Set task a — According to the shower head article, roughly how many shower head SKUs did Gabe find at Home Depot?

Extract —
With a Masters degree from Stanford in Mechanical Engineering, an MBA from Harvard University and 2 years experience sourcing components for Apple, Gabe has a wealth of knowledge around hardware product development and manufacturing, so we were keen to learn more about the Nebia product journey.
In this Spotlight, Gabe goes into detail around how he leveraged a vast database of existing research supported by giant industries and introduced it to a consumer space that hasn’t changed in decades.
A crucial step in the exploration of a new product endeavor is to find out what currently exists on the market. “I’ve spent a lot of time looking at different shower heads over the past few months,” Gabe shares.
Part of the initial research and development process for developing Nebia involved buying tons of different existing shower heads in order to have a strong understanding of the market.
A static industry means there’s great potential for growth
Just going to Home Depot, for example, Gabe realized they have about 40 different SKUs for shower heads that range from $15 to around $1000. “Then there’s also these private bathroom showrooms, which I never knew existed before I started researching, that have these crazy $10,000 showers. I’m like, ‘what does this thing do??” Gabe laughs.
Despite the vast number of SKUs, the result of his research pointed to the reality that shower heads really haven’t changed much in 3 or 4 decades. Rain shower heads are new, they’re a little wider than they use to be, there’s a couple new materials, and there’s the low-flow shower heads (that nobody likes), but the basic technology hasn’t changed.
A static industry means there’s great potential for growth.
Gabriel and his team realized that although there hasn’t been a great deal of innovation in the consumer space, other industries may point them toward the innovative solution they’re looking for.
In their research around shower head nozzles, the Nebia team found a nozzle design originally used for internal combustion engines that are very efficient at atomizing water.
This was just the tip of the iceberg.
Gabe realized there’s actually an entire field of study in Mechanical Engineering specifically dedicated to spray and atomization. This field of study exists not for consumer products, but to support giant industries that require precision nozzles, including automotive, aerospace, and agriculture.
“Looking at these old and massive industries, we found technology that’s never been applied to the consumer space; we realized we could learn from it and ultimately make a better shower.” Gabe says.
In agriculture, for example, as much as we like to blame the industry for using a ton of water, the nozzles used are actually incredibly efficient with water use and the spraying of water and pesticides is a very exact science. The nozzles are incredibly high-tolerance and they spray a very specific pattern every time.

Material provided —
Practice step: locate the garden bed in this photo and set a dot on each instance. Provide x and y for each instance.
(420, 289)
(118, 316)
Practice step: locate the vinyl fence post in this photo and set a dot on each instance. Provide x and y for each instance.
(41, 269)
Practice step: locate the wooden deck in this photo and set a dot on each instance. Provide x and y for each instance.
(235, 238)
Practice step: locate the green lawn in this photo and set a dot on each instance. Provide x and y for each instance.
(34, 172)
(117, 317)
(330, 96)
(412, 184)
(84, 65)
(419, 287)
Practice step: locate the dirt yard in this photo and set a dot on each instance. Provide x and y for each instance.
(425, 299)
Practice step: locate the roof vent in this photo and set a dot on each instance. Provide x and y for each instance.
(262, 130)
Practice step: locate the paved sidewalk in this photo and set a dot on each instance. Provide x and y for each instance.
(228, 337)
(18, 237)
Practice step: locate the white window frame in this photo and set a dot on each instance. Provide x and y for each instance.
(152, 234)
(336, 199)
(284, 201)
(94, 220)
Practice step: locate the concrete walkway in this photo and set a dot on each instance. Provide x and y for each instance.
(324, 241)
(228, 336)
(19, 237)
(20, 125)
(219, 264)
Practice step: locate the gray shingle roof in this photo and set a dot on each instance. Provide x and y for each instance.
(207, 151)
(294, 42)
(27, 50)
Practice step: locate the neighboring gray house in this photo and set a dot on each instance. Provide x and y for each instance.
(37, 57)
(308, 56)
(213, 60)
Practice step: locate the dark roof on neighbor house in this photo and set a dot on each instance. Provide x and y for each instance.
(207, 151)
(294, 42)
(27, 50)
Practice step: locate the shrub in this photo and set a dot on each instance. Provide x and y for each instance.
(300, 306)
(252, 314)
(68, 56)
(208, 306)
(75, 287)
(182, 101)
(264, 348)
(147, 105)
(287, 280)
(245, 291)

Set task b — Reproduce every line of the listing, from the line containing "Practice step: locate the dark" through the end of the listing, and increase each x and y coordinate in the answers by 48.

Correct result a — About 40 different SKUs.

Correct result b —
Practice step: locate the dark roof on neighbor house in this photo and set a dot on each instance. Provide x and y for each instance.
(255, 199)
(342, 90)
(75, 98)
Practice step: locate the shrub in this photo and set a dot on each instance. Provide x and y for each instance.
(348, 354)
(300, 362)
(116, 104)
(256, 354)
(123, 335)
(230, 149)
(312, 396)
(195, 153)
(335, 328)
(293, 339)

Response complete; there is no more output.